> [Input]
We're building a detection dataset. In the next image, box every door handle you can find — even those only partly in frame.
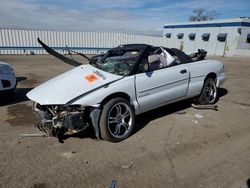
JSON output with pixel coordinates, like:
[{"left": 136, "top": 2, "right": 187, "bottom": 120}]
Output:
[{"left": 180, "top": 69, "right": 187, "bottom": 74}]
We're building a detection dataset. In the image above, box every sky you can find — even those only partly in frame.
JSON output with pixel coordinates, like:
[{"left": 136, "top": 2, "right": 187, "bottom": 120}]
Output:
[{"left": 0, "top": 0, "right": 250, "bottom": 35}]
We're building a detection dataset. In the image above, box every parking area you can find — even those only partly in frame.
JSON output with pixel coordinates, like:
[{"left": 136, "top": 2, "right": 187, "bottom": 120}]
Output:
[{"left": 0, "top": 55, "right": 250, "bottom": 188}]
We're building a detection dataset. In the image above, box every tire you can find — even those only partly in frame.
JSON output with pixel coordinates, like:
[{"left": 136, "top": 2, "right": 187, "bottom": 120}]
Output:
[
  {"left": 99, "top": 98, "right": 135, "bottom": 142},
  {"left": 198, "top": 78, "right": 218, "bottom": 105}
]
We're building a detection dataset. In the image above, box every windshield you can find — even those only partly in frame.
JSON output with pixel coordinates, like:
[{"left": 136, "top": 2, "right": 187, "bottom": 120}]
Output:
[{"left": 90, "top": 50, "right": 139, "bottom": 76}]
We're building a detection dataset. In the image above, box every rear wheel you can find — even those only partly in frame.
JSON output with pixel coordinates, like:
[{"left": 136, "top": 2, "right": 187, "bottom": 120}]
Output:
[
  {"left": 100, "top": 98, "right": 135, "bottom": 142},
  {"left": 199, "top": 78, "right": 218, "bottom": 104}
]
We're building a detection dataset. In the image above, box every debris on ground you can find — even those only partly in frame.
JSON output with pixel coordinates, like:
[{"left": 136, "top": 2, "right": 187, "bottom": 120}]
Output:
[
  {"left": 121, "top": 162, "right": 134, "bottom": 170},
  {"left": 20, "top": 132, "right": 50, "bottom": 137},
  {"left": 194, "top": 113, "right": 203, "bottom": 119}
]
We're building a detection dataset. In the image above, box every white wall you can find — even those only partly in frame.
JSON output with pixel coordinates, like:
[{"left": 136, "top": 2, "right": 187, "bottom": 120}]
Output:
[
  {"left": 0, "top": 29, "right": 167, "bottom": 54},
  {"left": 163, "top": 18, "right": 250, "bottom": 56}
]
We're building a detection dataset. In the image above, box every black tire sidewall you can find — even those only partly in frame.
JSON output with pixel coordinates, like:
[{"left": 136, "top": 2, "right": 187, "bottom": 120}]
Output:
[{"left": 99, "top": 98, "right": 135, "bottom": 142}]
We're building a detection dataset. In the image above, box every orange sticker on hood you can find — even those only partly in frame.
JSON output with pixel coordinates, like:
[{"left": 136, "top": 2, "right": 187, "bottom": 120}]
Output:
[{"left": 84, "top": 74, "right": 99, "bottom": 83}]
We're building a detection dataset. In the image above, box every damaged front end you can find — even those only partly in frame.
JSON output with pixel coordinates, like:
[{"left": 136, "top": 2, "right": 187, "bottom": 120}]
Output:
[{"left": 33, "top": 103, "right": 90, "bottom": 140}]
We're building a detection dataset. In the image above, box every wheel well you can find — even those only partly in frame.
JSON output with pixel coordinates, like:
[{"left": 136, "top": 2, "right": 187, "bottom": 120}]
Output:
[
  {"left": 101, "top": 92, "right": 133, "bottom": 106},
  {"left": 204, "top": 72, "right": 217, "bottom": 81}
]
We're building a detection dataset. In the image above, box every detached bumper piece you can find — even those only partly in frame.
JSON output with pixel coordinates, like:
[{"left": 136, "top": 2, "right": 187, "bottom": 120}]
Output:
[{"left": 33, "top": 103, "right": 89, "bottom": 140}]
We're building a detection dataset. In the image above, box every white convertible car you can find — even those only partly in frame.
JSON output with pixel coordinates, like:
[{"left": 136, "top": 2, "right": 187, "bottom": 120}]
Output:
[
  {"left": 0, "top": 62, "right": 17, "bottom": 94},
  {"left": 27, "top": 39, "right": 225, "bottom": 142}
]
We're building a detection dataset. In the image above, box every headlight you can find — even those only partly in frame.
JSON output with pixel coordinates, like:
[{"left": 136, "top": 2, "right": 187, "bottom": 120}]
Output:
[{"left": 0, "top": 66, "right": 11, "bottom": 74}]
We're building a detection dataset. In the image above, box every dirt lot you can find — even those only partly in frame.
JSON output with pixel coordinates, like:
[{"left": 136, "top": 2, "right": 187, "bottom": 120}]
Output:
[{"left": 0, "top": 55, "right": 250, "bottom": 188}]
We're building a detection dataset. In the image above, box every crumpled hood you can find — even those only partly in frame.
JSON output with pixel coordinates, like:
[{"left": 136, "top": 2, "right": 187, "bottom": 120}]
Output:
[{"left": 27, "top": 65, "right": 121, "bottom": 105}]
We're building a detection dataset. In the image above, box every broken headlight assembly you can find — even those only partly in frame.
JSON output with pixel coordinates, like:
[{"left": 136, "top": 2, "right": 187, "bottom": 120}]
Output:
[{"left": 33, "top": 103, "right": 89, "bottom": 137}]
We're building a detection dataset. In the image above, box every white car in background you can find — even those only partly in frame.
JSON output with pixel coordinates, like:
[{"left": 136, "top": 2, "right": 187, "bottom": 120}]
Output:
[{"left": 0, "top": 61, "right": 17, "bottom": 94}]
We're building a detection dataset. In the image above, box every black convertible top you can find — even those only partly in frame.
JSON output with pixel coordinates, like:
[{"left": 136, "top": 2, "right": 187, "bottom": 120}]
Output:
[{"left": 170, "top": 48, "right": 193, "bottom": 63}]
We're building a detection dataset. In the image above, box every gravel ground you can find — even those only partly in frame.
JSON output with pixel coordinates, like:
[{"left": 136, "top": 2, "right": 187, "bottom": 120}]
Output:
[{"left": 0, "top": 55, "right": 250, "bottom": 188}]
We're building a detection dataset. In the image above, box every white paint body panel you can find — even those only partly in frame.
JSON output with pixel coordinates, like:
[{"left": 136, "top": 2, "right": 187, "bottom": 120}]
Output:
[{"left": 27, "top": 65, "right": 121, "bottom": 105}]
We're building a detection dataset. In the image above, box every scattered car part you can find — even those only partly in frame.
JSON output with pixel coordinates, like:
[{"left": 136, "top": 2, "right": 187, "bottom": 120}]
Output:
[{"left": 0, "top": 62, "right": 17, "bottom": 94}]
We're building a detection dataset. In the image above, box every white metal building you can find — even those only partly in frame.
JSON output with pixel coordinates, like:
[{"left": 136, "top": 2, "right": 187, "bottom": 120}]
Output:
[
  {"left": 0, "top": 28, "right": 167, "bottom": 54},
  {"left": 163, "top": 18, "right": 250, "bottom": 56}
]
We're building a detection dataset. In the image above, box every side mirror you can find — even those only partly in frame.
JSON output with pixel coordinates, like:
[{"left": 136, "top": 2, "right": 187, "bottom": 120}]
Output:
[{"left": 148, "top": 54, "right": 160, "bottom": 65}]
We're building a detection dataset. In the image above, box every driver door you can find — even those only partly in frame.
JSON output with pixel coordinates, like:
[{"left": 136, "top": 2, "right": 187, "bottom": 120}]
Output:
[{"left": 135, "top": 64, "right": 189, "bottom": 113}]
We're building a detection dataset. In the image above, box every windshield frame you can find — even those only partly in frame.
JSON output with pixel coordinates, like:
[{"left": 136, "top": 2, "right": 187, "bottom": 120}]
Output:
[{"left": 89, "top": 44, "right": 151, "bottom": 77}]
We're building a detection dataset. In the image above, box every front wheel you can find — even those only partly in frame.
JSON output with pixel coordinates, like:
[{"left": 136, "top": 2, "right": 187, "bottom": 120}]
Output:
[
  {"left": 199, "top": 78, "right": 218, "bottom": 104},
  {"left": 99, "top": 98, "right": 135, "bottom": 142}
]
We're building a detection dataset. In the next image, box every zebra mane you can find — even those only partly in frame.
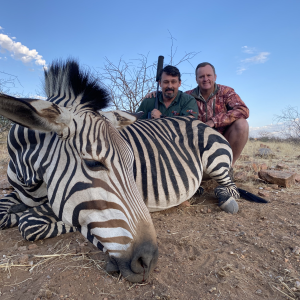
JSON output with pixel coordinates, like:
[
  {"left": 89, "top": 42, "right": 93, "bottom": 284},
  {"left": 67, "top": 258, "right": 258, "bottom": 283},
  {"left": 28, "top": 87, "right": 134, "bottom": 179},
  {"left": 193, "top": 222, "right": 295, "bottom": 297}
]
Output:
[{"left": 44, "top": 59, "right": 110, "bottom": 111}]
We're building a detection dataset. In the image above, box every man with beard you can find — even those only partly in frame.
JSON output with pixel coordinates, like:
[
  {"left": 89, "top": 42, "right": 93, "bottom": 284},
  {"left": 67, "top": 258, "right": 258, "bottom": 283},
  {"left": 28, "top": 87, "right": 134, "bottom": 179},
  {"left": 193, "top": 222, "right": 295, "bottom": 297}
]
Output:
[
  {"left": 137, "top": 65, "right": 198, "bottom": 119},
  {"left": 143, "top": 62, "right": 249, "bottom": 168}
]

> [Task directions] Please count the lines of the entries above that contain the string "black", matching case exactly, and give only the number.

> [Answer to the task] 2